%%
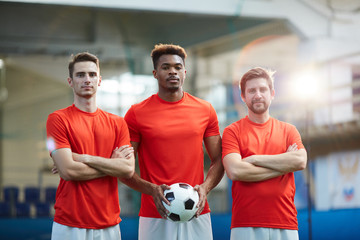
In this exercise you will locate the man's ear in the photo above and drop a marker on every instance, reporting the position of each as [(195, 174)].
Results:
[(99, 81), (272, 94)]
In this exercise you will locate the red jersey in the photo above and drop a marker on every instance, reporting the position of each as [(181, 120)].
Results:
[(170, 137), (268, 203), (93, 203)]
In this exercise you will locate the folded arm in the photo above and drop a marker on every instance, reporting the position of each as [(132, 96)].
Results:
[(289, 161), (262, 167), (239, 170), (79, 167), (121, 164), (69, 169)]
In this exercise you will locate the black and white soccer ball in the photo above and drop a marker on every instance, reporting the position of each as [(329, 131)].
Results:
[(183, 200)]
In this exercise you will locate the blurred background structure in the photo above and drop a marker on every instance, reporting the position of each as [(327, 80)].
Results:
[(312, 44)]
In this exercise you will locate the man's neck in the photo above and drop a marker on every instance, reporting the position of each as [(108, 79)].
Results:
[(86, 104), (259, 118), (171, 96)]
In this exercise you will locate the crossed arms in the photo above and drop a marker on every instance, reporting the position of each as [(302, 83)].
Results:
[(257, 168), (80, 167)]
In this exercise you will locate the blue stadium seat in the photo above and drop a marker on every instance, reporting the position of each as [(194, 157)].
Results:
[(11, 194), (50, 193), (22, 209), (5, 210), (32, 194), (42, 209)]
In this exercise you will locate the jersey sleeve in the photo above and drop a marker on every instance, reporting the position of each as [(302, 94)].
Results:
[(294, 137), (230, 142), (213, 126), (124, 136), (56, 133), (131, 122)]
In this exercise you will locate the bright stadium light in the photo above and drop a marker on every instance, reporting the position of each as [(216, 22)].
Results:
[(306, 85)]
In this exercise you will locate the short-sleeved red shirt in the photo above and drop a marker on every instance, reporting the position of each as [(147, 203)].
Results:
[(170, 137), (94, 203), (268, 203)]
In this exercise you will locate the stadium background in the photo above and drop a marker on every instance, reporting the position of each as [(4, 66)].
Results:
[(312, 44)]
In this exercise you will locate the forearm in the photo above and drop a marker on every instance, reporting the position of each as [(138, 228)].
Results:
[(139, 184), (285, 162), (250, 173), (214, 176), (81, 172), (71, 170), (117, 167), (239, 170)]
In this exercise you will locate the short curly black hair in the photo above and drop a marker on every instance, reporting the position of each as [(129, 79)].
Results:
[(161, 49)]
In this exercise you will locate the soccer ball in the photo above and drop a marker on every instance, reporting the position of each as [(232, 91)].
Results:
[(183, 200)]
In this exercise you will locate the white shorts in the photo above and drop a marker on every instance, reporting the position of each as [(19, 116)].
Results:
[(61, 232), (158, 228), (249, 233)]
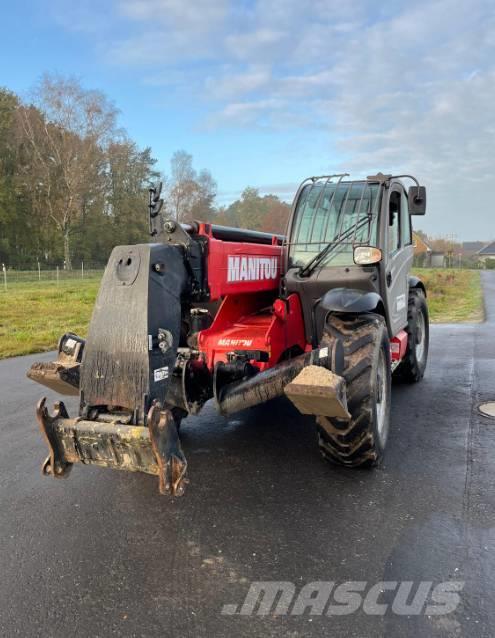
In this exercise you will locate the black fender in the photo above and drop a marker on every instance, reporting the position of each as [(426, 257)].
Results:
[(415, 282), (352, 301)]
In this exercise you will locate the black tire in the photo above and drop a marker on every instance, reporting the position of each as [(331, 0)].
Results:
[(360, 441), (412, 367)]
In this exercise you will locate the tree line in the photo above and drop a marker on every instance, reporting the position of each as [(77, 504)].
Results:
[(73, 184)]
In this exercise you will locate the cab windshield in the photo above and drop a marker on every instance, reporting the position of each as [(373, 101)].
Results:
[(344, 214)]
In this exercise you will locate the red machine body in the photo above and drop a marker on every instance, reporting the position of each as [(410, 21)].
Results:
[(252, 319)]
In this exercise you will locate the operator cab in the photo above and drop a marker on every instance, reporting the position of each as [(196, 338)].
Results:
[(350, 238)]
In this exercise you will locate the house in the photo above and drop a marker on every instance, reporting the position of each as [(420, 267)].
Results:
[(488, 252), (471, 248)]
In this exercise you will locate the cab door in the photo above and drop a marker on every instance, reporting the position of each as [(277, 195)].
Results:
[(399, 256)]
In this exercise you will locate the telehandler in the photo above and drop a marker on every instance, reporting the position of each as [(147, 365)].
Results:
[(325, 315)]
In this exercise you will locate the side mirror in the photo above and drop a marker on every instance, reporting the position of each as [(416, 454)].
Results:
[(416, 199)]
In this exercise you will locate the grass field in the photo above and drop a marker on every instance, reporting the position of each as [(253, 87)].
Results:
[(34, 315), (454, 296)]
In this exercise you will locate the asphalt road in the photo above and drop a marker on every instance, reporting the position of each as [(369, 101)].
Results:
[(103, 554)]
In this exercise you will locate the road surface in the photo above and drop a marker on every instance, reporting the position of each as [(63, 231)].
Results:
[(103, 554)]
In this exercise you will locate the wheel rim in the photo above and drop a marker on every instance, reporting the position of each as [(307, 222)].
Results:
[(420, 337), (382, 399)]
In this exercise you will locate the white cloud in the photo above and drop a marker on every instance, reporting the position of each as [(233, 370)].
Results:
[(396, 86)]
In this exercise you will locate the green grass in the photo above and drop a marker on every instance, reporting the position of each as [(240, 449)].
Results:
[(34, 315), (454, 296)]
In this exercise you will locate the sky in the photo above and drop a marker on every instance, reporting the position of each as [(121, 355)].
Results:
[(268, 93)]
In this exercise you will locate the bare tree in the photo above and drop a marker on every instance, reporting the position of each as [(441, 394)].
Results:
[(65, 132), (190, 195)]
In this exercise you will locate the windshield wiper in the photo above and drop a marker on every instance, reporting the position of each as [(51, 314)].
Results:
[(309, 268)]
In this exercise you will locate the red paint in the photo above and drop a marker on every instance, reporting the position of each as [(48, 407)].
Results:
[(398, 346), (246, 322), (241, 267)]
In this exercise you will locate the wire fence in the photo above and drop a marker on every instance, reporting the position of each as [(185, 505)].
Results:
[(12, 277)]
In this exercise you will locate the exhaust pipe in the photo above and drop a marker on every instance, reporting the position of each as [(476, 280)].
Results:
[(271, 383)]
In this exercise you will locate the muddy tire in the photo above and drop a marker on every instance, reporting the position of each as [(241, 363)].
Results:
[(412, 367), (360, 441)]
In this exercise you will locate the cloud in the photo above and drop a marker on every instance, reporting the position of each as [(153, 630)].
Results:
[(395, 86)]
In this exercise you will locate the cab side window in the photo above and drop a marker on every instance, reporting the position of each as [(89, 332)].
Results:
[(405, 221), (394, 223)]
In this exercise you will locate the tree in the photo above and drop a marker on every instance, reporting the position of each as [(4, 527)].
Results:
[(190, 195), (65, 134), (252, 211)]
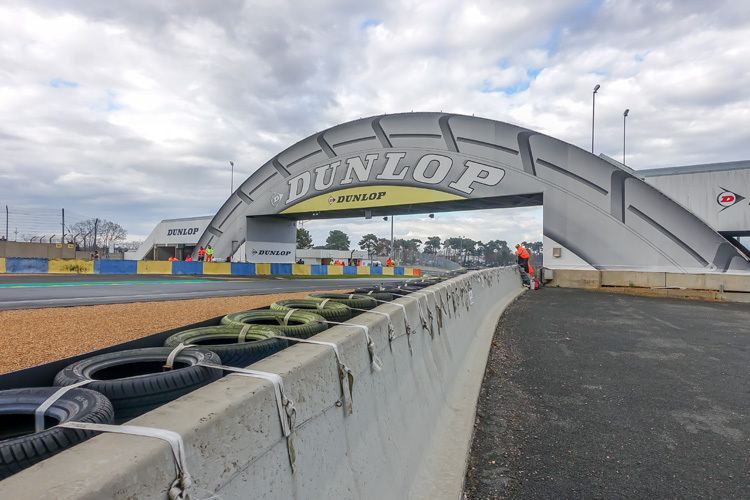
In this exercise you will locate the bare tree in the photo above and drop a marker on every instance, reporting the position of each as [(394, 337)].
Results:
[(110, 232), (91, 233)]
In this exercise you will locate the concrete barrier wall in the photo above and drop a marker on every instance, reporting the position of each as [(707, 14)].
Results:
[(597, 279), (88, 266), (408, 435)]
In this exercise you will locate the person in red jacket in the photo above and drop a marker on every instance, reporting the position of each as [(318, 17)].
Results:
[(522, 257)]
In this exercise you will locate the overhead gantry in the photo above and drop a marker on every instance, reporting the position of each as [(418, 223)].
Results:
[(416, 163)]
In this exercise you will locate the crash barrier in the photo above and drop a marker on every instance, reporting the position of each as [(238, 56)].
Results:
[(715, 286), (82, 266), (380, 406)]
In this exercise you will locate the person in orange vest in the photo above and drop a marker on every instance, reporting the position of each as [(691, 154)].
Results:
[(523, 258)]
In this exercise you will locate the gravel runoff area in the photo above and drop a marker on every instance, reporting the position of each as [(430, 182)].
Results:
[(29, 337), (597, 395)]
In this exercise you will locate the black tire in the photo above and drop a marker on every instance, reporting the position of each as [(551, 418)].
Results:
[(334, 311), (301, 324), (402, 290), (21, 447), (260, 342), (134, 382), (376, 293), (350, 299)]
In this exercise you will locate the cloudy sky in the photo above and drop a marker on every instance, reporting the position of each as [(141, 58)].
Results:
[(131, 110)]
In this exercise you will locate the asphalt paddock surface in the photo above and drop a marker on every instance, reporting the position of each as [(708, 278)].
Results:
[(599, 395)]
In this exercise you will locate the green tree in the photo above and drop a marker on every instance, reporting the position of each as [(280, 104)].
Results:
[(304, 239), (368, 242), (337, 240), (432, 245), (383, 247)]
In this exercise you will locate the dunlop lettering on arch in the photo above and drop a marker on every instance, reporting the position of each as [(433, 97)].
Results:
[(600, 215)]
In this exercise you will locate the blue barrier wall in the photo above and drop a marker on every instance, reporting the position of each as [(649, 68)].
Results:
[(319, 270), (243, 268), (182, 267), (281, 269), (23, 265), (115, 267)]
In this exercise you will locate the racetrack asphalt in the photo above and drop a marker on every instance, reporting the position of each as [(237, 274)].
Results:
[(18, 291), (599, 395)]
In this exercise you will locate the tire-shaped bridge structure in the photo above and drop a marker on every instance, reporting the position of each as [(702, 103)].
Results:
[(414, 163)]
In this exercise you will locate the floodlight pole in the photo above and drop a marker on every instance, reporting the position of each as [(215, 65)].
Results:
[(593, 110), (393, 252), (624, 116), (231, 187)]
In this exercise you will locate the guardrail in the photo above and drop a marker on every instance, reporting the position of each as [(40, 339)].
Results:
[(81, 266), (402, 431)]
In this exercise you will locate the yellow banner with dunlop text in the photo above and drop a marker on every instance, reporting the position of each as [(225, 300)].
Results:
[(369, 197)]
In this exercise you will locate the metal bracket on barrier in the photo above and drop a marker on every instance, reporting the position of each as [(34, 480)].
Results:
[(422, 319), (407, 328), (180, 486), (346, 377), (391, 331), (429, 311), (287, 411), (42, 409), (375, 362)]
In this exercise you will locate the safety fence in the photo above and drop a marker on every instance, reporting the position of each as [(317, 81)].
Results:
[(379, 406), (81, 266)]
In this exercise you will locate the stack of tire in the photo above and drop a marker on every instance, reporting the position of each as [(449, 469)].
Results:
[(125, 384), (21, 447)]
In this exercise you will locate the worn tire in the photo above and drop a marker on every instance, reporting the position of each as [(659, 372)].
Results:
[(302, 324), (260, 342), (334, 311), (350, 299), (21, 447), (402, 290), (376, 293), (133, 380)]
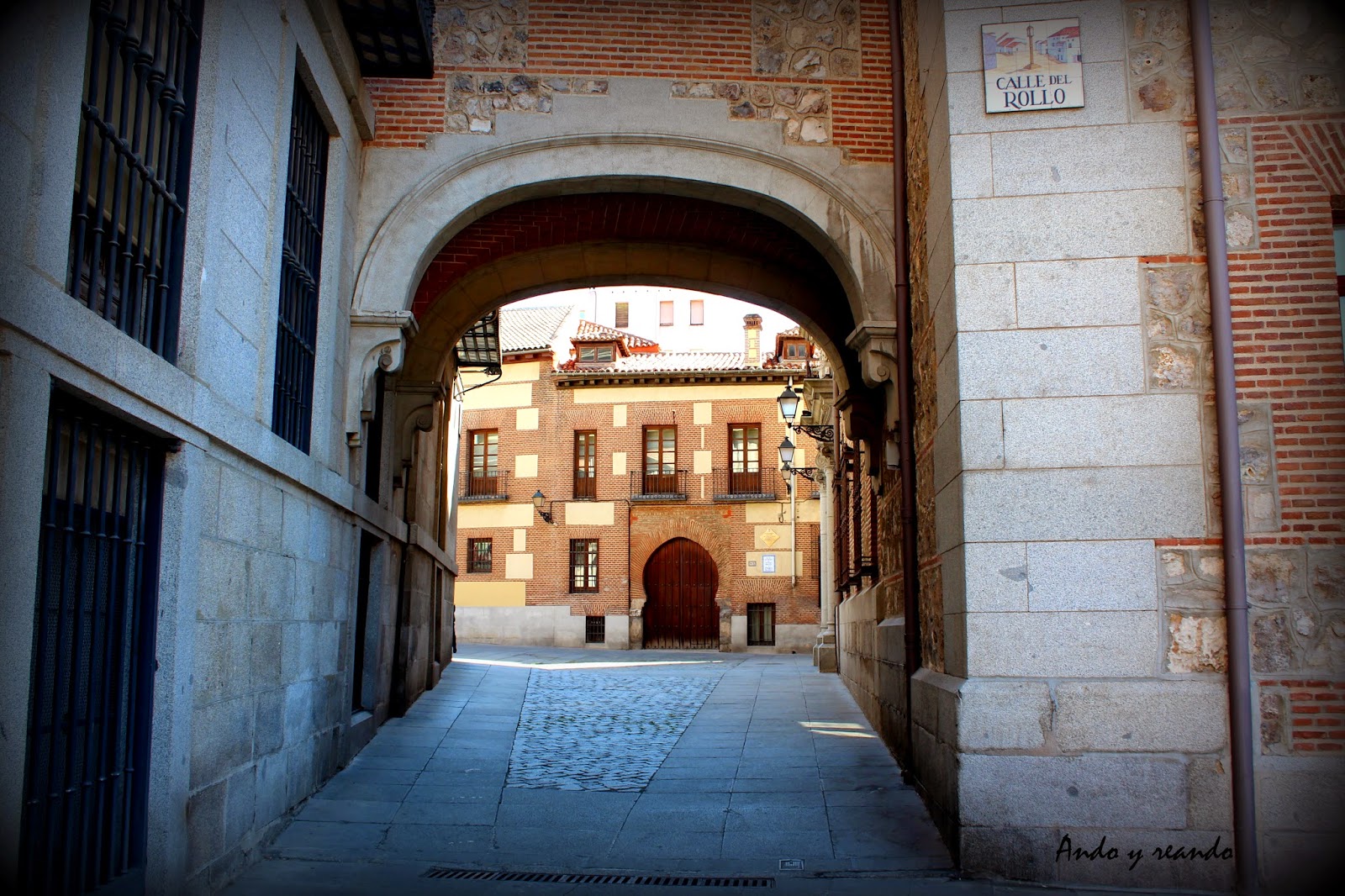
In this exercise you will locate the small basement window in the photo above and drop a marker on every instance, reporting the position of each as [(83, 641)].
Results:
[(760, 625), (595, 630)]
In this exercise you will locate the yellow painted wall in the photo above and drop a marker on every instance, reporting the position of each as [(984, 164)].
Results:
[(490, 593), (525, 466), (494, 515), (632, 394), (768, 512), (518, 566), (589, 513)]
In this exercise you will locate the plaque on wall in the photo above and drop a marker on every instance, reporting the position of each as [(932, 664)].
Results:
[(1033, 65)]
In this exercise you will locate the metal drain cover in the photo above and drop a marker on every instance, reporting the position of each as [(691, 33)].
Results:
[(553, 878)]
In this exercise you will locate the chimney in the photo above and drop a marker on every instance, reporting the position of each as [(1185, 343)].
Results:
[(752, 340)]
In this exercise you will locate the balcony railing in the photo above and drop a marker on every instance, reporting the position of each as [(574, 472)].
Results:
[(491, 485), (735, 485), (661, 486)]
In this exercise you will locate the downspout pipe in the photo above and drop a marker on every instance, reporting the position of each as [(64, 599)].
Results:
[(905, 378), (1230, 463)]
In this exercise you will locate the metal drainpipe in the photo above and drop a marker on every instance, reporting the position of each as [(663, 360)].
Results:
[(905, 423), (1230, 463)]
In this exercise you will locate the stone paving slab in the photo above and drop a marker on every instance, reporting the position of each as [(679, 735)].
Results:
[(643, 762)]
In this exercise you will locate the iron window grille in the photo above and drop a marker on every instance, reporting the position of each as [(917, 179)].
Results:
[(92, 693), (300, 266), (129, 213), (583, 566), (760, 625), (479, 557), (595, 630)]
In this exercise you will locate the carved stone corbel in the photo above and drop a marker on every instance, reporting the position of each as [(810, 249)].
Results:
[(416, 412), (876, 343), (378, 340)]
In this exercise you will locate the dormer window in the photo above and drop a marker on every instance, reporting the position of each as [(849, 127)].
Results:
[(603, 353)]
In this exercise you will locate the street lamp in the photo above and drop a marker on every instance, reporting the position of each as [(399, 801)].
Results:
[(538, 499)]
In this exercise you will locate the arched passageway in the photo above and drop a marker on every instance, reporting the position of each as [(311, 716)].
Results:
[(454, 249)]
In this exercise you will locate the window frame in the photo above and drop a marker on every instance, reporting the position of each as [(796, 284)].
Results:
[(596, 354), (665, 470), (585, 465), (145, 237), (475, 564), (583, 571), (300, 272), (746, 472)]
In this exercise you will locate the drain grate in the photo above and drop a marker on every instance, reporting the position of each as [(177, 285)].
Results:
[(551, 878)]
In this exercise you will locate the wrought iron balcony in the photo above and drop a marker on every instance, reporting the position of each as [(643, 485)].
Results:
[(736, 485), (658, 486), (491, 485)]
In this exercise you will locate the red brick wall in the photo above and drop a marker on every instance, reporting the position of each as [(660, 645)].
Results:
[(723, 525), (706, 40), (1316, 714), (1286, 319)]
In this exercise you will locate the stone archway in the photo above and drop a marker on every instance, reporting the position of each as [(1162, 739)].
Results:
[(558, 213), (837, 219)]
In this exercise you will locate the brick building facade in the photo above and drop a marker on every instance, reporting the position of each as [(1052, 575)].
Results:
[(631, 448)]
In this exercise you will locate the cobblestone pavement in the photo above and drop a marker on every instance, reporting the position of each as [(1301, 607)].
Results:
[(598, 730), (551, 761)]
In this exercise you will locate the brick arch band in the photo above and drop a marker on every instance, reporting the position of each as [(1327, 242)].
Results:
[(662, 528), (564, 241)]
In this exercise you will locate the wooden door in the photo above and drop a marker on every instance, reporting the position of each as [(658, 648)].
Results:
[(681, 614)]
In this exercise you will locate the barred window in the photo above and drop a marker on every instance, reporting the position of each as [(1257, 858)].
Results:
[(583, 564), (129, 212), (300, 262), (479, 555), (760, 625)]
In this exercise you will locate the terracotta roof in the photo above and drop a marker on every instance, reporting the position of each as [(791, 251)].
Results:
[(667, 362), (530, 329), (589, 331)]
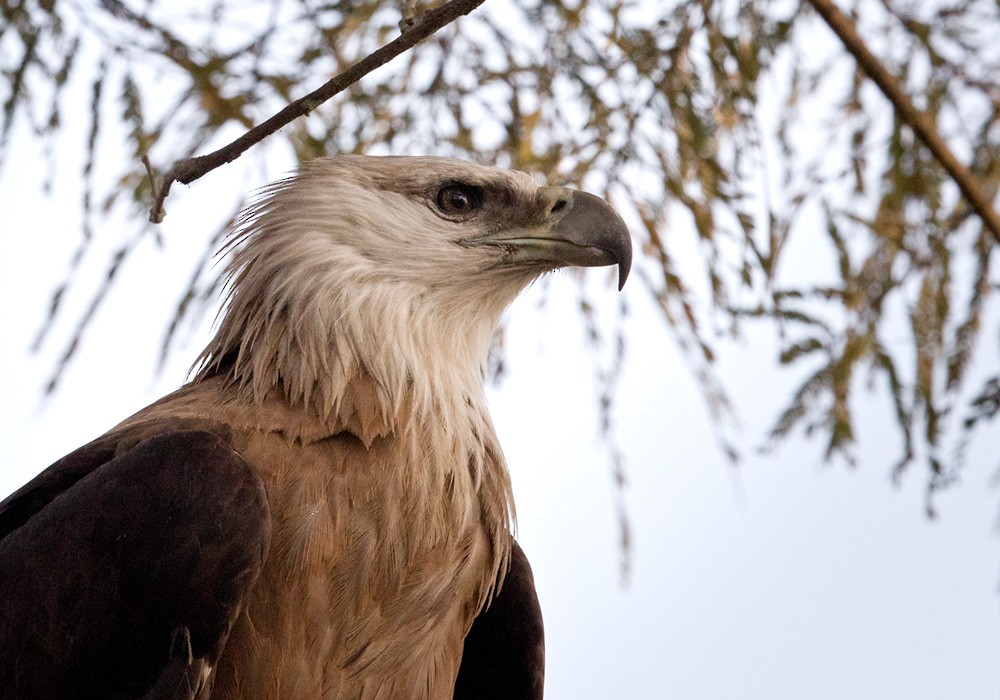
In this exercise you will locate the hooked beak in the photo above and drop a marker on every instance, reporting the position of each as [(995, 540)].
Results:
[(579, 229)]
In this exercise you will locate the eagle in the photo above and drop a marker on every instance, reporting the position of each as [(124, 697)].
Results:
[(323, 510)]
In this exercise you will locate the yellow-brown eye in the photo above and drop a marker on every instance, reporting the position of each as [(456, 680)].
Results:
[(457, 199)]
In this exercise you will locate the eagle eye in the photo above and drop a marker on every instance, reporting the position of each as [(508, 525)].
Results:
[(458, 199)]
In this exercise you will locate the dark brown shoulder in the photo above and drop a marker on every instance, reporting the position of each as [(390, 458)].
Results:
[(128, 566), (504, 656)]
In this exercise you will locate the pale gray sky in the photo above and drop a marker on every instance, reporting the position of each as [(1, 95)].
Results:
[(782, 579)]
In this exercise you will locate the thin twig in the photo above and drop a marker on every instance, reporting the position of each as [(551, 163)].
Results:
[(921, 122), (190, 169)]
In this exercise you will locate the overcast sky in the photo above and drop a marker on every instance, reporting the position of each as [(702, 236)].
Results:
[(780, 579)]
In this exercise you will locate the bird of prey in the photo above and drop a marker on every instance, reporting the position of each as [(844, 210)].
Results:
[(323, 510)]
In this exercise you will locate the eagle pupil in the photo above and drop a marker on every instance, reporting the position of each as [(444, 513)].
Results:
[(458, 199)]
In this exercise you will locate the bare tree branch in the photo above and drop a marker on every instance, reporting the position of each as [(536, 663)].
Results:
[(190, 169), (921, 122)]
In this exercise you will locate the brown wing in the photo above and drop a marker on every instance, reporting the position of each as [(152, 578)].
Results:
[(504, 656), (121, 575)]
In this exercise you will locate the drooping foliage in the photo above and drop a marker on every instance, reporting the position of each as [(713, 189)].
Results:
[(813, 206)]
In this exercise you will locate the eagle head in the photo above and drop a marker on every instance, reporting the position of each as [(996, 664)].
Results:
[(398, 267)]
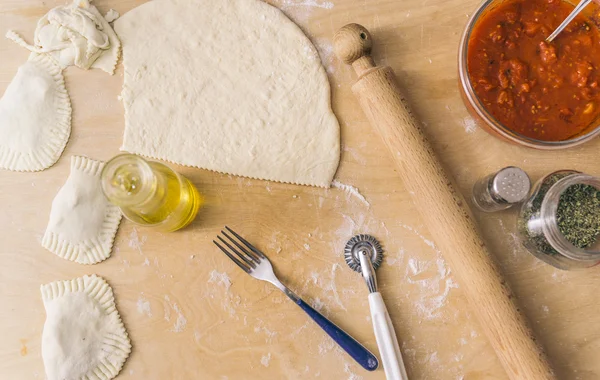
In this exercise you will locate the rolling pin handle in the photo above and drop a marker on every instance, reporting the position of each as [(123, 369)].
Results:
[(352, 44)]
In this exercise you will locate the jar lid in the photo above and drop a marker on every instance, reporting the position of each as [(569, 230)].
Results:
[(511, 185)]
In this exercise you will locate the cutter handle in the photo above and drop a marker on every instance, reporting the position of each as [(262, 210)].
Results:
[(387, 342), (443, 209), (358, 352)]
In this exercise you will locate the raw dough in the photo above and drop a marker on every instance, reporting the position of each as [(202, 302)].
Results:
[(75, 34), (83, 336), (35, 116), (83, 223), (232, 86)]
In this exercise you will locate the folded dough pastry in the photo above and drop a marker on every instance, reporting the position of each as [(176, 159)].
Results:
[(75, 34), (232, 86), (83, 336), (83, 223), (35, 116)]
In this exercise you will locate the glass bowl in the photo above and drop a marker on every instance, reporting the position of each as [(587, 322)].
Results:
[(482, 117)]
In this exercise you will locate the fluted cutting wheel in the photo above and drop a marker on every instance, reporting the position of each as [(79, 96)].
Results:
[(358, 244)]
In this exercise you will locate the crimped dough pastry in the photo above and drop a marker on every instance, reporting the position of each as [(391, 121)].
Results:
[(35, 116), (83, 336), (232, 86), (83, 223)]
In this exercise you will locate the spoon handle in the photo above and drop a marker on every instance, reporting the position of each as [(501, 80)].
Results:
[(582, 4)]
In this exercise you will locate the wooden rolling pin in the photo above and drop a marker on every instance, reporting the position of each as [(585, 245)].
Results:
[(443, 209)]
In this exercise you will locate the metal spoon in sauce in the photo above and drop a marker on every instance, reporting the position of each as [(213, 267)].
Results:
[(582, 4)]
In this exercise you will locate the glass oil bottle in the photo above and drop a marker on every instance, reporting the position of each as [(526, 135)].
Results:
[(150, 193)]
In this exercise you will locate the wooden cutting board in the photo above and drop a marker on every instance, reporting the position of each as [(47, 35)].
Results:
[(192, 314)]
%%
◆ ASSIGNMENT
Set down exactly, and only, the lines from the one containing "In this exercise you will locate the glass oil" to the final line of the data.

◆ RESULT OF THIS TASK
In this exercise you will locate the glass oil bottle in the photo above and drop a marker on every instance, reporting the position of each as [(526, 135)].
Results:
[(150, 193)]
In this exercise you will locate the wooden cutting board in the photo above and drop a marker on every instance, reporting the position of each as [(47, 35)].
Results:
[(192, 314)]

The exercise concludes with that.